> _Selected passage_:
CRA Community Reinvestment Act Audit Overview
The Community Reinvestment Act audit is a specialized compliance review that evaluates whether a depository institution is meeting its obligations to serve the credit needs of low- and moderate-income communities in its assessment area. This page covers the regulatory framework governing CRA examinations, how the audit process unfolds, the scenarios that typically trigger intensified scrutiny, and the decision boundaries that separate satisfactory from deficient performance ratings. Understanding this process is essential for any bank, thrift, or credit union subject to federal oversight.
Definition and scope
The Community Reinvestment Act, enacted in 1977 (12 U.S.C. § 2901 et seq.), was established to prevent redlining and ensure that federally insured depository institutions affirmatively meet the credit needs of all segments of their communities, including low- and moderate-income (LMI) neighborhoods. Three federal agencies share examination authority: the Federal Reserve Board (FRB) supervises state-chartered Federal Reserve member banks, the Office of the Comptroller of the Currency (OCC) oversees national banks, and the Federal Deposit Insurance Corporation (FDIC) examines state-chartered nonmember banks and savings institutions.

> _Written task a_: Filter the records down to the lines that contain the string "Point", with case counting in the match.

> _Data provided_:

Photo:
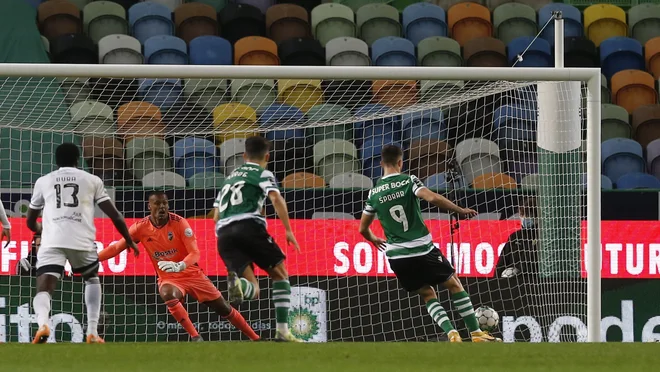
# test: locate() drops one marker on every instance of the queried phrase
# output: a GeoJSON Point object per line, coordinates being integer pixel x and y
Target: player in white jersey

...

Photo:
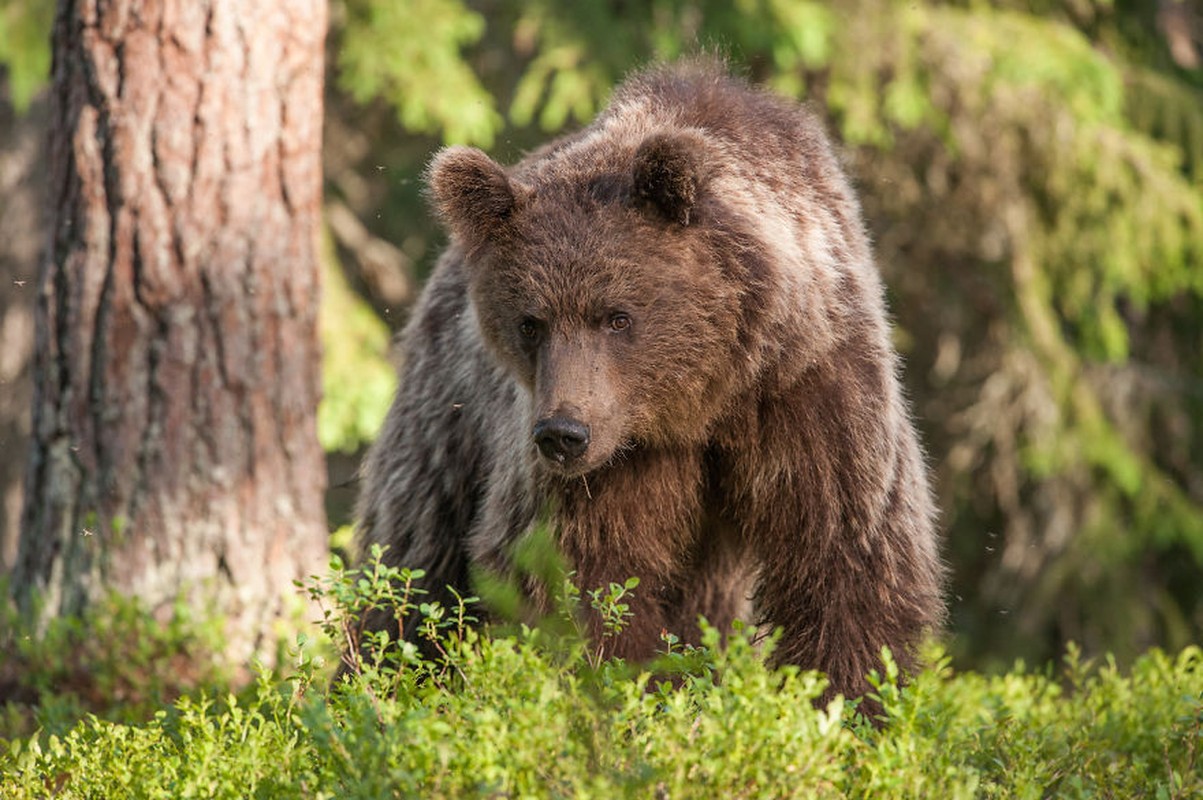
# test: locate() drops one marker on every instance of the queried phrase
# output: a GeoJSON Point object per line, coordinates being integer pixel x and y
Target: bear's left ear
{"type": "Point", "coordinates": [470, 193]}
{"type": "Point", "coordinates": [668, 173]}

> _Written task b_: Can you continue the overview of the Community Reinvestment Act audit from where it stops?

> _Output a_:
# output: a GeoJSON Point object per line, coordinates being integer pixel x and y
# output: a GeoJSON Point object per line, coordinates being integer pixel x and y
{"type": "Point", "coordinates": [470, 193]}
{"type": "Point", "coordinates": [668, 173]}

> _Output b_:
CRA obligations apply to all FDIC-insured commercial banks and savings associations. Credit unions, mortgage companies that do not hold FDIC-insured deposits, and non-bank fintechs are generally outside the CRA's direct scope — though the CFPB and state regulators may impose analogous fair lending requirements on such entities. For institutions within scope, CRA performance is evaluated at periodic intervals linked to the institution's examination schedule, asset size, and prior performance rating. Institutions with assets above $1.564 billion (2023 threshold indexed by the FDIC) are classified as large institutions and face the most comprehensive multi-test examination framework.
A CRA audit, as distinct from the regulatory examination itself, is an internal or third-party review conducted by the institution to assess its own compliance posture before — or in preparation for — an official examination. For background on how this fits within broader bank compliance reviews, see FDIC Audit Requirements for Banks and Compliance Audit vs Financial Audit.
How it works
A CRA audit follows a structured sequence that mirrors the methodology federal examiners use under 12 C.F.R. Part 25 (OCC), 12 C.F.R. Part 228 (FRB), and 12 C.F.R. Part 345 (FDIC), as amended effective February 27, 2026.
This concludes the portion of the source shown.